■ ЗАДАНИЕ 1
Выпишите без изменений записи ниже, от их начала до строки с «[[40, 561], [114, 542], [218, 331]]» включительно. Изображения в ответ не включайте.

И, наконец, пройдя все этапы испытаний вместе с юным героем, мы переживаем катарсис. Изображается мученическая смерть пионера. Изображение это выполнено в духе готического жанра: ребенка чаще всего убивают тайно, в темное время суток, заманив его в пустынное место (кладбище, болото, подвал, чердак, окраины села/города, лес). Место гибели и тайного захоронения героя сопровождается ужасными подробностями. Очевиден особый статус жертвы: это уже не обычный человек, но супергерой, к которому следует применять особые меры.
Ребенок терпит истязания, стоически выдерживая страдания в назидание прочим пионерам. Описание страданий всегда избыточно: например, Павлика Гнездилова враги душат веревкой, затем рубят топором, сбрасывают в подпол, потом извлекают оттуда и закапывают на болоте. Текст должен быть предельно эмоциональным, устрашающим, он должен заставить содрогаться и одновременно проникнуться уважением и даже преклонением перед величием героя.
Избыточность такого количества смертельных истязаний героя объясняется необходимостью заставить читателя-ребенка подготовиться к тому, что он не просто может, но скорее должен, если Родина позовет, отдать свою жизнь. Сквозь сюжет просвечивает архаическая логика: если за власть умирают дети, значит, это правильная власть.
Характерно, что сегодня все-таки смерть ребенка оценивается как иллюстрация бессилия. Действительно, коль скоро мы признаем, что ребенок - это абсолютная ценность, то и растрата этой ценности воспринимается как недопустимая, позорная, одним словом, непозволительная роскошь.

(Записи с указанием точек)
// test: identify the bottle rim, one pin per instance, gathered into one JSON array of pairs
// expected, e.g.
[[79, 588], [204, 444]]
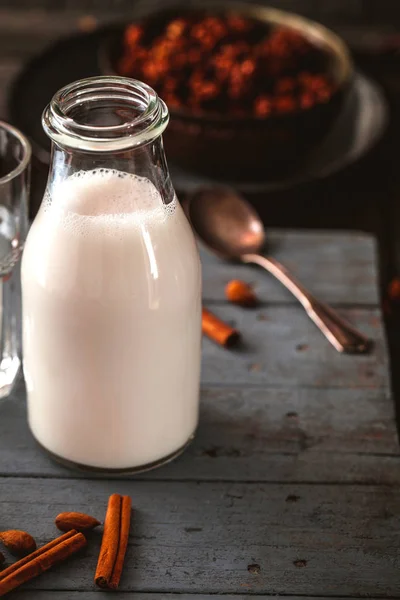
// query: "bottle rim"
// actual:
[[146, 115]]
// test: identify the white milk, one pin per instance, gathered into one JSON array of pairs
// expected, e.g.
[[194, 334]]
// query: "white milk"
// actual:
[[112, 322]]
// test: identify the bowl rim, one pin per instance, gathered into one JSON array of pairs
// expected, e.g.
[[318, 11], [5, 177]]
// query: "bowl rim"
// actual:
[[317, 33]]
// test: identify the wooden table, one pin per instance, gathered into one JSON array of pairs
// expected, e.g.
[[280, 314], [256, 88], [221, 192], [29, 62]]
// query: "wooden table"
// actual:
[[292, 484]]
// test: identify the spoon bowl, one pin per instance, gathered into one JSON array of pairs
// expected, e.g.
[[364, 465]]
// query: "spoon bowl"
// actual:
[[226, 222]]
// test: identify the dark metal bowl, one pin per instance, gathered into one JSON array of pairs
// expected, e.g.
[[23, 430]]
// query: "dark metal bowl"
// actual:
[[251, 147]]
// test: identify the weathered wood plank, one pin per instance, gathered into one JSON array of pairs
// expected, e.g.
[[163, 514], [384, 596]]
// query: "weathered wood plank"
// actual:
[[339, 268], [254, 435], [22, 594], [190, 537], [282, 347]]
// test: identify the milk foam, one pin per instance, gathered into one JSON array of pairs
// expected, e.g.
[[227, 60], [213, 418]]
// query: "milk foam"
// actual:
[[106, 199], [112, 322]]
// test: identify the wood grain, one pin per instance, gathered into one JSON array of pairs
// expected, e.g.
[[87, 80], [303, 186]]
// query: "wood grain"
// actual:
[[201, 537], [254, 435]]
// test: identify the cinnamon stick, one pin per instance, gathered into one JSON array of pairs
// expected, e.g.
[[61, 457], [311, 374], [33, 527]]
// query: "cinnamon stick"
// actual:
[[40, 561], [114, 542], [218, 331]]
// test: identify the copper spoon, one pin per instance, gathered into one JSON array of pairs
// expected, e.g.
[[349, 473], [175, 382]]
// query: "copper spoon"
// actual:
[[227, 224]]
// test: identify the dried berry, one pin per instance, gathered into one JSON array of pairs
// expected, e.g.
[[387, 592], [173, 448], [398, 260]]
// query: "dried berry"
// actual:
[[240, 293], [19, 543], [245, 66], [74, 520]]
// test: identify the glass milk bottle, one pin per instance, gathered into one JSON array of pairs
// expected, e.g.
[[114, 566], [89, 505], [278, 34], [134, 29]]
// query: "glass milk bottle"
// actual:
[[111, 286]]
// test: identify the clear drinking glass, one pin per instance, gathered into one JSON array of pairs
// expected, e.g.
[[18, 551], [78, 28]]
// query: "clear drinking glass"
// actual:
[[15, 155]]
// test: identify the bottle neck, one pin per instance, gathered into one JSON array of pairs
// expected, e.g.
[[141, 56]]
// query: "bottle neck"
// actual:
[[144, 161], [108, 123]]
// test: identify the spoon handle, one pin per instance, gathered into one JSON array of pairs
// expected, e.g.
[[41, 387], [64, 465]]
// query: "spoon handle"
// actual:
[[340, 334]]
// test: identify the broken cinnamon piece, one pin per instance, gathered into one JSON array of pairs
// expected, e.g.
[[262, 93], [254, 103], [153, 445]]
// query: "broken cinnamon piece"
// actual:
[[218, 331], [40, 561], [114, 542]]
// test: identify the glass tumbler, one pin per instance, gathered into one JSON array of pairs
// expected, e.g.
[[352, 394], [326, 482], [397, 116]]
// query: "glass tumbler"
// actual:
[[15, 155]]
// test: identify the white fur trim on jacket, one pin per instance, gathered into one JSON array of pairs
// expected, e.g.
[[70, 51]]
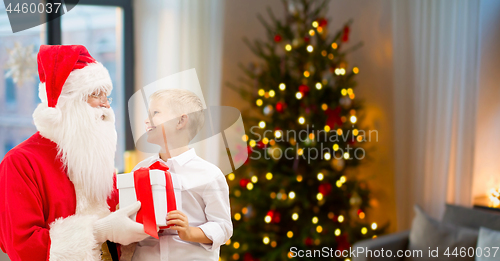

■ ЗАДАНИЕ 2
Замените «Родина» на «Отчизна» во фрагменте текста о пионерах-героях, от «Избыточность такого количества» до «словом, непозволительная роскошь.» включительно, и приведите этот фрагмент целиком.

■ ОТВЕТ 1
// test: identify the bottle rim, one pin per instance, gathered into one JSON array of pairs
// expected, e.g.
[[79, 588], [204, 444]]
// query: "bottle rim"
// actual:
[[146, 115]]
// test: identify the white milk, one pin per instance, gathered into one JSON array of pairs
// expected, e.g.
[[194, 334]]
// query: "white milk"
// actual:
[[112, 322]]
// test: identify the bowl rim, one pin per instance, gathered into one JSON array of pairs
// expected, e.g.
[[318, 11], [5, 177]]
// query: "bowl rim"
// actual:
[[317, 33]]
// test: identify the wooden table, one pin per instance, gathered into one JSON array of pairs
// expected, e.g.
[[280, 314], [256, 88], [221, 192], [29, 62]]
// query: "wooden table"
// actual:
[[292, 484]]
// test: identify the spoon bowl, one pin per instance, gathered into one JSON array of pairs
// expected, e.g.
[[364, 465]]
// query: "spoon bowl"
// actual:
[[226, 222]]
// test: identify the dark metal bowl, one pin per instance, gathered into one JSON array of pairs
// expected, e.g.
[[23, 430]]
// query: "dark metal bowl"
// actual:
[[251, 147]]
// test: identify the weathered wood plank, one pin per instance, gathered into one JSON array of pairs
// expected, e.g.
[[163, 514], [384, 596]]
// query: "weathered wood plank"
// actual:
[[339, 268], [254, 435], [22, 594], [190, 537], [282, 347]]
// test: identify the milk foam, one pin per instance, gathered into one JSON array of pairs
// expected, e.g.
[[227, 60], [213, 418]]
// query: "milk foam"
// actual:
[[106, 199], [112, 322]]
// test: identify the wood grain, one pin per instance, gathered into one JSON array of pairs
// expected, e.g.
[[87, 80], [303, 186]]
// query: "wood grain"
// actual:
[[201, 537], [254, 435]]
// test: identify the cinnamon stick, one pin per instance, gathered into one JSON array of pairs
// expected, e.g.
[[61, 457], [311, 374], [33, 527]]
// query: "cinnamon stick"
// actual:
[[40, 561], [114, 542], [218, 331]]

■ ОТВЕТ 2
Избыточность такого количества смертельных истязаний героя объясняется необходимостью заставить читателя-ребенка подготовиться к тому, что он не просто может, но скорее должен, если Отчизна позовет, отдать свою жизнь. Сквозь сюжет просвечивает архаическая логика: если за власть умирают дети, значит, это правильная власть.
Характерно, что сегодня все-таки смерть ребенка оценивается как иллюстрация бессилия. Действительно, коль скоро мы признаем, что ребенок - это абсолютная ценность, то и растрата этой ценности воспринимается как недопустимая, позорная, одним словом, непозволительная роскошь.